[Stored data]
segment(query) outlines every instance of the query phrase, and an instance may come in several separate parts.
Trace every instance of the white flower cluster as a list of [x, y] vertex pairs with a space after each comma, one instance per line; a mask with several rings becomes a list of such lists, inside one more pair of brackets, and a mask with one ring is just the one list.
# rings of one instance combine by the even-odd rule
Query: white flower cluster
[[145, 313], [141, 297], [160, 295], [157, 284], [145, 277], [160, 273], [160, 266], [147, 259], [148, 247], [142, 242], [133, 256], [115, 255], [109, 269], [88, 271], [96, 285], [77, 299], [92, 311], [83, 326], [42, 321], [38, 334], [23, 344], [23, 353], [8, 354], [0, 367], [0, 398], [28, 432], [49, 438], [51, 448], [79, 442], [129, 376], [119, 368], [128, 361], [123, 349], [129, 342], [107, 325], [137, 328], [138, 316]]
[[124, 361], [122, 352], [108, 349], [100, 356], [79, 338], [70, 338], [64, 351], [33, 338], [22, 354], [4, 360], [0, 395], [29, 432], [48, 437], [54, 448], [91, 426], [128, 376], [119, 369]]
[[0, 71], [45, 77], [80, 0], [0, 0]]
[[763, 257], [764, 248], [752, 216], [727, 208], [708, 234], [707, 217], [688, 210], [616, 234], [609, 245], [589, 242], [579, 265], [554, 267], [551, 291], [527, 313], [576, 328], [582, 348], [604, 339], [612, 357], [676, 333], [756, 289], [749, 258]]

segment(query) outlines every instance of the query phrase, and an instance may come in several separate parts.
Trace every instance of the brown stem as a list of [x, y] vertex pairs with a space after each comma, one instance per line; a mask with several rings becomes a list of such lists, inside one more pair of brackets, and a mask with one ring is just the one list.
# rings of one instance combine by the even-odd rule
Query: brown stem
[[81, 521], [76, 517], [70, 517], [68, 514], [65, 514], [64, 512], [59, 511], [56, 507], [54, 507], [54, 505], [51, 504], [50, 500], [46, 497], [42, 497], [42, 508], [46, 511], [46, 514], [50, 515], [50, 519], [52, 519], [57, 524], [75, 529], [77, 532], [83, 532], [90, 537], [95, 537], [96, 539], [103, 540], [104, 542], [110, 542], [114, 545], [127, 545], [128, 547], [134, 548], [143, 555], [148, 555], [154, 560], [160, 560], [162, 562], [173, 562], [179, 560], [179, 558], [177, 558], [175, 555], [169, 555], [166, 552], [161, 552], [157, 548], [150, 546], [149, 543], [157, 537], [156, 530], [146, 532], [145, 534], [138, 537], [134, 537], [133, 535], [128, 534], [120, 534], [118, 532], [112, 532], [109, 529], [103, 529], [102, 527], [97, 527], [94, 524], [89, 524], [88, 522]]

### PROBLEM DESCRIPTION:
Print the records above exactly as they appear.

### SOLUTION FOR THIS TASK:
segment(query) outlines every instance of the query phrase, and an instance may come in several separate parts.
Trace every instance of the white flower cluster as a list of [x, y] vertex pairs with a space after each comma, one instance per line; a mask with several rings becomes a list of such lists, inside one more pair of brackets, and a mask with one ring is just the one list.
# rings of one instance combine by the even-odd rule
Query: white flower cluster
[[145, 313], [141, 297], [160, 295], [157, 284], [145, 277], [160, 273], [160, 266], [147, 259], [148, 247], [142, 242], [133, 256], [115, 255], [109, 269], [88, 271], [96, 285], [77, 299], [92, 311], [83, 326], [42, 321], [38, 334], [23, 344], [23, 353], [8, 354], [0, 367], [0, 398], [28, 432], [49, 438], [51, 448], [79, 442], [129, 376], [119, 368], [128, 361], [123, 349], [129, 342], [107, 325], [137, 328], [138, 316]]
[[124, 361], [122, 352], [108, 349], [100, 356], [79, 338], [70, 338], [64, 351], [33, 338], [22, 354], [4, 360], [0, 395], [29, 432], [48, 437], [54, 448], [91, 426], [128, 376], [119, 369]]
[[0, 71], [45, 77], [80, 0], [0, 0]]
[[763, 257], [764, 248], [752, 216], [727, 208], [708, 234], [707, 217], [688, 210], [616, 234], [609, 245], [589, 242], [579, 265], [554, 267], [551, 291], [527, 313], [576, 328], [582, 348], [604, 339], [612, 357], [676, 333], [756, 289], [749, 258]]

segment(query) outlines every instance of the query phrase, and an instance may come in several separate parts.
Trace every instance of the brown stem as a list of [x, y] vertex pairs with a space after each comma, one instance per line; a mask with several rings becomes a list of such lists, inside one more pair of brackets, and a mask with one ring is just the one list.
# rings of one instance combine by the even-odd rule
Query: brown stem
[[81, 521], [76, 517], [70, 517], [68, 514], [65, 514], [64, 512], [59, 511], [56, 507], [54, 507], [54, 505], [51, 504], [50, 500], [46, 497], [42, 497], [42, 508], [46, 511], [46, 514], [50, 515], [50, 519], [52, 519], [57, 524], [75, 529], [77, 532], [83, 532], [90, 537], [95, 537], [96, 539], [103, 540], [104, 542], [110, 542], [114, 545], [127, 545], [128, 547], [134, 548], [143, 555], [148, 555], [154, 560], [160, 560], [162, 562], [173, 562], [179, 560], [179, 558], [177, 558], [175, 555], [169, 555], [166, 552], [161, 552], [157, 548], [150, 546], [149, 543], [157, 537], [156, 530], [146, 532], [145, 534], [138, 537], [134, 537], [133, 535], [128, 534], [120, 534], [118, 532], [112, 532], [109, 529], [103, 529], [102, 527], [97, 527], [94, 524], [89, 524], [88, 522]]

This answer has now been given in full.